** Opening TASK DATA block **

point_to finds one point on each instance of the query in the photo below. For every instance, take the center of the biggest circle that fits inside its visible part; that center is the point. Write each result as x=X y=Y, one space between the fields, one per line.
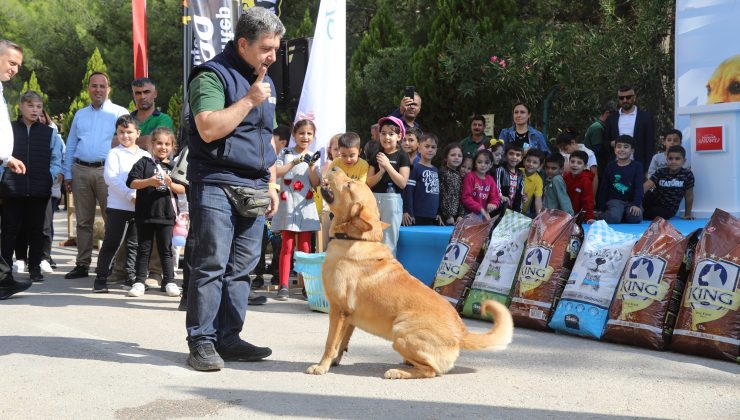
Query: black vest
x=245 y=155
x=34 y=150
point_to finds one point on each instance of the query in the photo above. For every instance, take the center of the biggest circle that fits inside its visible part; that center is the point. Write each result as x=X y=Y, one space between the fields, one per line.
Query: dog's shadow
x=362 y=369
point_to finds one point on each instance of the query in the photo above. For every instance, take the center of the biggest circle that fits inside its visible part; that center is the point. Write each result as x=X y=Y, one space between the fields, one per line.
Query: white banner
x=325 y=86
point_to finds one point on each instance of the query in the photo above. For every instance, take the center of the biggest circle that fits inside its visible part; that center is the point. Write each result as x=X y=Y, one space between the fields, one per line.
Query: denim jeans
x=226 y=247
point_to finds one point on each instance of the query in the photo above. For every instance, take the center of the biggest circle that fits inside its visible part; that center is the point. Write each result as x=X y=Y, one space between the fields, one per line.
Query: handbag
x=249 y=202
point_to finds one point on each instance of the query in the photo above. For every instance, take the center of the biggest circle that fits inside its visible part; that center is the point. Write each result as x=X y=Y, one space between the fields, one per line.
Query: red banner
x=138 y=11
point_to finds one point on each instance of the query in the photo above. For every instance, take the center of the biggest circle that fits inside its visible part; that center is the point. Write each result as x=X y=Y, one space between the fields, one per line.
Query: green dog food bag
x=495 y=277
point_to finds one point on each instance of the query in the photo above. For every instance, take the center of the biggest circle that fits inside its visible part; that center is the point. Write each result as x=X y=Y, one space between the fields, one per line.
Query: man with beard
x=477 y=138
x=146 y=113
x=633 y=122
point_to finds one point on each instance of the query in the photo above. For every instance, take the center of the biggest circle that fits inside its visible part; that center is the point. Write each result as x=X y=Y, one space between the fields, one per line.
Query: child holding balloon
x=155 y=210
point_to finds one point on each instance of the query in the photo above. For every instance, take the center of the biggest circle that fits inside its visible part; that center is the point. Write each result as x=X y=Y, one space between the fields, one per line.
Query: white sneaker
x=172 y=289
x=19 y=266
x=46 y=267
x=137 y=290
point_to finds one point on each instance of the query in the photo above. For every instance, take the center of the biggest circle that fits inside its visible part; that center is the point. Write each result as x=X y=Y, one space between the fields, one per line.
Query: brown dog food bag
x=462 y=257
x=709 y=320
x=552 y=247
x=648 y=296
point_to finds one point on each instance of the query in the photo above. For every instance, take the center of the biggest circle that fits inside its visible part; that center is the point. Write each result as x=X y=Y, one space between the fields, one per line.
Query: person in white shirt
x=121 y=199
x=631 y=121
x=11 y=57
x=88 y=144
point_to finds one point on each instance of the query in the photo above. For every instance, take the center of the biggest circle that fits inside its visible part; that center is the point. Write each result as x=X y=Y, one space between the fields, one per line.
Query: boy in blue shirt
x=621 y=196
x=421 y=195
x=668 y=186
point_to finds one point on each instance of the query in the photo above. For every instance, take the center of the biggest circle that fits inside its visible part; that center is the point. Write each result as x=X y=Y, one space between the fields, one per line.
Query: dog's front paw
x=396 y=374
x=316 y=370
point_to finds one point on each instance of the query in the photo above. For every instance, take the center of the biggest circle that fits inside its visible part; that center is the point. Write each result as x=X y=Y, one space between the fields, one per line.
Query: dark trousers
x=119 y=230
x=268 y=238
x=146 y=233
x=228 y=247
x=653 y=209
x=24 y=216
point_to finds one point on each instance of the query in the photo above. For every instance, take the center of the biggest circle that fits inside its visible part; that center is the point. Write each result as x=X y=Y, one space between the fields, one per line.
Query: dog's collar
x=344 y=236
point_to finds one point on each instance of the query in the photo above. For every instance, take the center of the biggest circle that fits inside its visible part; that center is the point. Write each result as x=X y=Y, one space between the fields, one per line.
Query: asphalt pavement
x=68 y=353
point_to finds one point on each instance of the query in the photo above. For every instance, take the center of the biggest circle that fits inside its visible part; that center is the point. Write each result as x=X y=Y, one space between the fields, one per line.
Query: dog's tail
x=499 y=336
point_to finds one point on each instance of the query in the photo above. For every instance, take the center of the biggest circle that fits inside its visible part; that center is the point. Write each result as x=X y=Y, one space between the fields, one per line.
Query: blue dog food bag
x=584 y=306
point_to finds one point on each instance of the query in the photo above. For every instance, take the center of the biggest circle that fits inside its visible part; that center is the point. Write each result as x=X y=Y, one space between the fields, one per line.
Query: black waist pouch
x=249 y=202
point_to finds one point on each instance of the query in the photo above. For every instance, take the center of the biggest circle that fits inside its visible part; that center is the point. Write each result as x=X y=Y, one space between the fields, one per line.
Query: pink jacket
x=478 y=193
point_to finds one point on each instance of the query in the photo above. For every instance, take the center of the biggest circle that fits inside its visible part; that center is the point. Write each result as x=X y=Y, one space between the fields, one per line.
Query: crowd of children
x=400 y=170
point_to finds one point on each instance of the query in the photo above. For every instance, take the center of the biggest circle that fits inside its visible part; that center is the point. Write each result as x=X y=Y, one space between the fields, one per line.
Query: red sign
x=710 y=139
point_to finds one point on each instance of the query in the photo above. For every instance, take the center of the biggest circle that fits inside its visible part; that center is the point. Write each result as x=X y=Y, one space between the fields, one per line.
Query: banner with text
x=324 y=87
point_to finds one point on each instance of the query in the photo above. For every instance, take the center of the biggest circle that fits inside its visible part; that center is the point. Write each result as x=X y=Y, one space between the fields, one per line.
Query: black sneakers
x=36 y=275
x=80 y=271
x=100 y=285
x=10 y=286
x=203 y=357
x=243 y=352
x=255 y=299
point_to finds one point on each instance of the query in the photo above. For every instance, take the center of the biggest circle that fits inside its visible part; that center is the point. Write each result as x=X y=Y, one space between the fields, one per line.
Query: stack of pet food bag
x=661 y=290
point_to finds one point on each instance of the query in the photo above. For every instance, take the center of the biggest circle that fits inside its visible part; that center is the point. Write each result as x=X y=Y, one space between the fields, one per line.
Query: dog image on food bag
x=369 y=289
x=724 y=85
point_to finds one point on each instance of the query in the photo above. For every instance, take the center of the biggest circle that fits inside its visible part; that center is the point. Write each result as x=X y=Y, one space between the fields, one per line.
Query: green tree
x=381 y=38
x=94 y=64
x=454 y=19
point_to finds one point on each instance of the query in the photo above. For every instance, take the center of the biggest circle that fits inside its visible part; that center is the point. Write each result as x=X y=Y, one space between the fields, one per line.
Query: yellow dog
x=368 y=288
x=724 y=85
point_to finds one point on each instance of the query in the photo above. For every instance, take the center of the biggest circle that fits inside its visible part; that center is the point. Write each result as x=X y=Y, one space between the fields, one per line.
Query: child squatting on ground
x=668 y=186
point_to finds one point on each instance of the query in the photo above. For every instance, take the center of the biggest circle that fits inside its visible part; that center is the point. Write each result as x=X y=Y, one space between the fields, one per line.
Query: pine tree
x=382 y=33
x=94 y=64
x=453 y=19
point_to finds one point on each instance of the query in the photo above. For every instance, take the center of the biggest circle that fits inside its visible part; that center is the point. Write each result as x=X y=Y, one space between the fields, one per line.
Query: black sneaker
x=100 y=285
x=283 y=294
x=80 y=271
x=36 y=276
x=255 y=299
x=203 y=357
x=10 y=286
x=243 y=352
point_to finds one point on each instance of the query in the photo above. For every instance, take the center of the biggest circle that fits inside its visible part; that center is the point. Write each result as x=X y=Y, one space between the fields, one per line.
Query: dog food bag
x=552 y=246
x=588 y=293
x=462 y=257
x=709 y=320
x=495 y=276
x=648 y=297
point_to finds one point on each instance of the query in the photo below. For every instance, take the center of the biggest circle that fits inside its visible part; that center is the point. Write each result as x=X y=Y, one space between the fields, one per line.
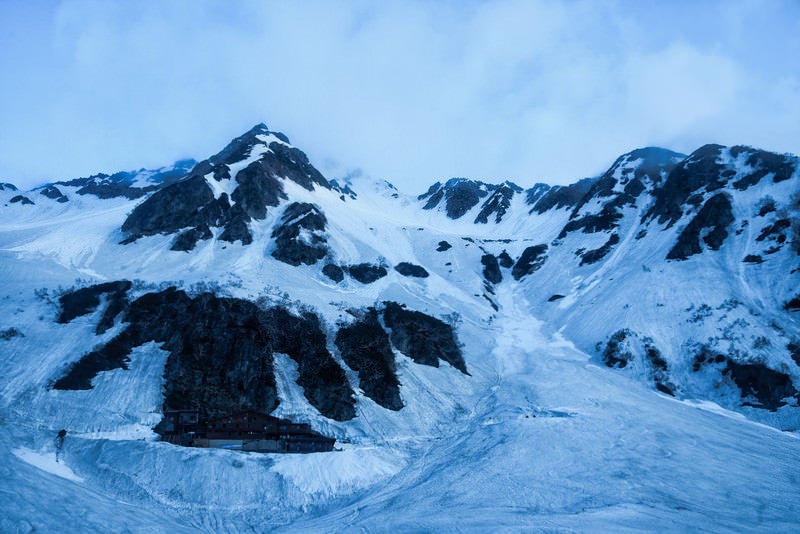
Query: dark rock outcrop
x=505 y=260
x=560 y=196
x=595 y=255
x=188 y=239
x=498 y=203
x=761 y=386
x=54 y=193
x=616 y=354
x=491 y=269
x=762 y=164
x=22 y=199
x=460 y=195
x=715 y=215
x=530 y=261
x=181 y=205
x=334 y=272
x=366 y=273
x=411 y=270
x=365 y=348
x=86 y=300
x=423 y=338
x=220 y=354
x=191 y=203
x=701 y=170
x=299 y=238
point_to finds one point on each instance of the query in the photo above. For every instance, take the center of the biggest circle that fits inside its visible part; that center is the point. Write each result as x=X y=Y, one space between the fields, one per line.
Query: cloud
x=409 y=91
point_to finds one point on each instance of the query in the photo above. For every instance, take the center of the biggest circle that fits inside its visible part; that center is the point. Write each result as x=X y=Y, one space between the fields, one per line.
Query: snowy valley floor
x=551 y=443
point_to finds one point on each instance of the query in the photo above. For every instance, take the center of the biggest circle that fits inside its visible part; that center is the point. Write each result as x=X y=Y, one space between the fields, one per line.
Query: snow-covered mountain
x=619 y=354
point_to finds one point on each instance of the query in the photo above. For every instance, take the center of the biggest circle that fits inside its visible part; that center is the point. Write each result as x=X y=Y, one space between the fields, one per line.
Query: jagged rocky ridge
x=218 y=194
x=691 y=201
x=221 y=349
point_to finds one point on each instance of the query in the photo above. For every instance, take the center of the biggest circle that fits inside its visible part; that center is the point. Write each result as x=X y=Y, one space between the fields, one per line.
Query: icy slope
x=540 y=433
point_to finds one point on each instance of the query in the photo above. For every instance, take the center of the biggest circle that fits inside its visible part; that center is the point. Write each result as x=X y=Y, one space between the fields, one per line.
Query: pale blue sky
x=409 y=91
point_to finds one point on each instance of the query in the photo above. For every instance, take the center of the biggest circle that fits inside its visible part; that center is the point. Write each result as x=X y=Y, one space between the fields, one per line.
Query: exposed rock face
x=366 y=273
x=763 y=163
x=187 y=239
x=619 y=353
x=423 y=338
x=334 y=272
x=181 y=205
x=54 y=193
x=558 y=196
x=22 y=199
x=595 y=255
x=530 y=261
x=498 y=203
x=701 y=169
x=190 y=203
x=220 y=357
x=715 y=216
x=300 y=236
x=760 y=386
x=124 y=184
x=622 y=184
x=616 y=354
x=365 y=348
x=491 y=269
x=460 y=195
x=86 y=300
x=505 y=260
x=411 y=270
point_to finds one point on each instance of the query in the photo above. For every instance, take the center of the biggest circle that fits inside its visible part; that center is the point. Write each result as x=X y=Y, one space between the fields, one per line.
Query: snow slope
x=540 y=436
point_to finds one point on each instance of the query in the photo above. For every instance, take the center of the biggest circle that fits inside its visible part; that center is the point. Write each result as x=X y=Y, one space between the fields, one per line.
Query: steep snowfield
x=540 y=436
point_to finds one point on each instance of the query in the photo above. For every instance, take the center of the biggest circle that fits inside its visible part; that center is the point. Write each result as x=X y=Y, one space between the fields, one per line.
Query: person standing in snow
x=60 y=442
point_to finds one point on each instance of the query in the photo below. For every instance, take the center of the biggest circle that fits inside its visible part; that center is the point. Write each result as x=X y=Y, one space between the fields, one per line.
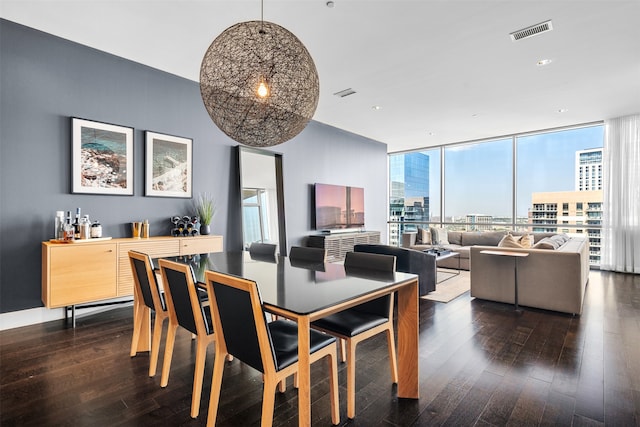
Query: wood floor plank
x=480 y=363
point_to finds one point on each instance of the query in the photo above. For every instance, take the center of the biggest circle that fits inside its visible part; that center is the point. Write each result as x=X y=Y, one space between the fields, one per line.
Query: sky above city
x=478 y=176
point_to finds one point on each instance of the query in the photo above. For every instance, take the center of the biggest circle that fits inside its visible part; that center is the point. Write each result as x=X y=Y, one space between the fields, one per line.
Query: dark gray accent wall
x=46 y=80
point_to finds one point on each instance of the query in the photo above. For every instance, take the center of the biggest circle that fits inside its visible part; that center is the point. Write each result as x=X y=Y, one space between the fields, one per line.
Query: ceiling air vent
x=531 y=31
x=345 y=92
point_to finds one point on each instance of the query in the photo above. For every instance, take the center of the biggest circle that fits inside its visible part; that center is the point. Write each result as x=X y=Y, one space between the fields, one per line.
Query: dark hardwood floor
x=480 y=364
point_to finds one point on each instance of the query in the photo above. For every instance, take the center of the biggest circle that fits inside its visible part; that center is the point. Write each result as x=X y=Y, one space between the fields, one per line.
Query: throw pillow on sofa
x=509 y=241
x=439 y=236
x=546 y=243
x=526 y=241
x=424 y=236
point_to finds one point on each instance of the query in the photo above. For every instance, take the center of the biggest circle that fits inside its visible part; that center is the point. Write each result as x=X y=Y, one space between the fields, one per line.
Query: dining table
x=304 y=292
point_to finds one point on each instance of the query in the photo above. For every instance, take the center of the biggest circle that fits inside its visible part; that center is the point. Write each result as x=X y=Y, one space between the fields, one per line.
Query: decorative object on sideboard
x=205 y=207
x=259 y=83
x=185 y=226
x=136 y=229
x=80 y=229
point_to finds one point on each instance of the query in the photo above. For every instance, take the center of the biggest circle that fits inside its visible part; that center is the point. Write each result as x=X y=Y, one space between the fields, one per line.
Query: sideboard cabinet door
x=80 y=273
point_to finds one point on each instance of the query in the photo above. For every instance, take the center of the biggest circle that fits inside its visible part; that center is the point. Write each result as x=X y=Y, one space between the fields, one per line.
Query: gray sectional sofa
x=553 y=278
x=461 y=242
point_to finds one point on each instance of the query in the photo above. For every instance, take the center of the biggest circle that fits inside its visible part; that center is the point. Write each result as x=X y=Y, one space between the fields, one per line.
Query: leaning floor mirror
x=262 y=198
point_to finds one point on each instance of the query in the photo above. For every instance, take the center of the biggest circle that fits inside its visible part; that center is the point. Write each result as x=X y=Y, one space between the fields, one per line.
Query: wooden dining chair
x=186 y=309
x=148 y=296
x=271 y=348
x=363 y=321
x=308 y=254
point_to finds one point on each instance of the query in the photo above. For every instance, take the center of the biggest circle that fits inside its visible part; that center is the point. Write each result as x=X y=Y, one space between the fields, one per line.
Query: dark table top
x=300 y=288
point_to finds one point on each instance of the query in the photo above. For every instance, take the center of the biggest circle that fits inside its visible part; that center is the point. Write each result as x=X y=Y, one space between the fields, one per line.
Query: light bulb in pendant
x=263 y=90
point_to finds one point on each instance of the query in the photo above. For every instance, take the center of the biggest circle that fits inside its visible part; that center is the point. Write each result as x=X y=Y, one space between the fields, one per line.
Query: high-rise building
x=588 y=169
x=409 y=190
x=478 y=222
x=581 y=209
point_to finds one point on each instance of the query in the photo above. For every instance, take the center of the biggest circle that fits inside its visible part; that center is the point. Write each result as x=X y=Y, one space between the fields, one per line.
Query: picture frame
x=102 y=158
x=168 y=165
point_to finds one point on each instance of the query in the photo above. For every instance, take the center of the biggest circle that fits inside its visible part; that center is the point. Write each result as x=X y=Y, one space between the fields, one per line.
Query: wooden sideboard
x=337 y=245
x=92 y=271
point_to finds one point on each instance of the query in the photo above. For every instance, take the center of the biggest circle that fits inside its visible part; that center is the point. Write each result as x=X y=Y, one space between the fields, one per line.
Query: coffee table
x=450 y=272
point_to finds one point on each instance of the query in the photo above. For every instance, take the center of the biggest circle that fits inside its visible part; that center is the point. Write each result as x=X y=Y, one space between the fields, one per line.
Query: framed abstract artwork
x=168 y=165
x=102 y=158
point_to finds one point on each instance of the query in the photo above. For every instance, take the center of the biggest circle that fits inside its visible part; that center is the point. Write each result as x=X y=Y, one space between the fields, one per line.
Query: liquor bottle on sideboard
x=59 y=226
x=76 y=223
x=69 y=231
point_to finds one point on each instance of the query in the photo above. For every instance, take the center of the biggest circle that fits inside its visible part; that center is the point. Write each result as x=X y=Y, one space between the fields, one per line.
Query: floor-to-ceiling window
x=538 y=181
x=477 y=185
x=559 y=183
x=414 y=191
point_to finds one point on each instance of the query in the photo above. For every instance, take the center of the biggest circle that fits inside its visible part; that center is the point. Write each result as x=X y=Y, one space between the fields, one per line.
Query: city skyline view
x=479 y=176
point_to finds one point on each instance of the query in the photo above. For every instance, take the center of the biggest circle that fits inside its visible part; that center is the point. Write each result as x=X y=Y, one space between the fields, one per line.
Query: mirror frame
x=277 y=158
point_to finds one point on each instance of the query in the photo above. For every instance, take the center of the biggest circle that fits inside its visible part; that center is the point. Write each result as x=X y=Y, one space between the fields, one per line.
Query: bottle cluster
x=79 y=227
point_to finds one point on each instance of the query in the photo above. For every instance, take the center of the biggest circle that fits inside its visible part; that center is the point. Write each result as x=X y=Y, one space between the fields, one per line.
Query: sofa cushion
x=439 y=236
x=509 y=241
x=482 y=238
x=546 y=243
x=539 y=236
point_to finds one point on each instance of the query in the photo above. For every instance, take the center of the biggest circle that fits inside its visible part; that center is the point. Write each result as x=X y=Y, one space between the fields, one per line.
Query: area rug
x=450 y=289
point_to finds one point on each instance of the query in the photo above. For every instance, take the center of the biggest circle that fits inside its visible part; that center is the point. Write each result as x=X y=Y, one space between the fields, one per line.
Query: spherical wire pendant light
x=259 y=84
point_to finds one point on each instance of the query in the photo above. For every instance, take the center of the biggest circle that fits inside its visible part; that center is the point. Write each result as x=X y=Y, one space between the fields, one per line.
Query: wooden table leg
x=408 y=332
x=304 y=373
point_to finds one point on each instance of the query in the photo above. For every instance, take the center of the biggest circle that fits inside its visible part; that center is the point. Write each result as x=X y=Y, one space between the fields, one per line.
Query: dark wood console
x=338 y=244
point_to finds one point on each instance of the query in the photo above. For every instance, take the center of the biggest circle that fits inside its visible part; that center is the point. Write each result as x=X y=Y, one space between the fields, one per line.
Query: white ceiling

** Closing TASK DATA block **

EXERCISE: Copying should begin at the line containing "Query: sofa cushion" and end at the last line of the material, with every line in between reproduced exactly.

TASK RESPONSE:
Query: sofa cushion
x=439 y=236
x=509 y=241
x=482 y=238
x=546 y=243
x=539 y=236
point_to finds one point on each instance of the query in the photo above. For every instance, take the center of the biggest circle that fits inside its visible part; that center is the point. Write each result as x=X y=Y, one space between the fields, one per line.
Query: area rug
x=450 y=289
point_to finds one point on each instance of the query in the photo above. For every instance, take the center of the biggest circle that fits inside its visible part; that center is the point. Write each result as x=X y=Y, one space between the fields, one per line.
Query: spherical wire pendant light
x=259 y=84
point_to finds one point on each instance of the query in the photo above. For every instance, take the center of the biggest circle that fits inside its visible part; that center is the point. Write each result as x=X y=Y, one space between the fields, one per line.
Query: wooden table leg
x=408 y=332
x=304 y=373
point_to finds one point on each instance of the query in the photo above. For every instance, take the center of the biggest circle that fits inside its visible part; that center is the point. Write each result as x=X y=Y, one space between the fields, one per line.
Query: dark wood console
x=338 y=244
point_to finds one point on each instance of the query in the photo above. For every instance, take the center of the biggest circle that fits inside its visible part; that center is the point. Write each result as x=X y=Y, one space between the fields, one per line.
Query: white ceiling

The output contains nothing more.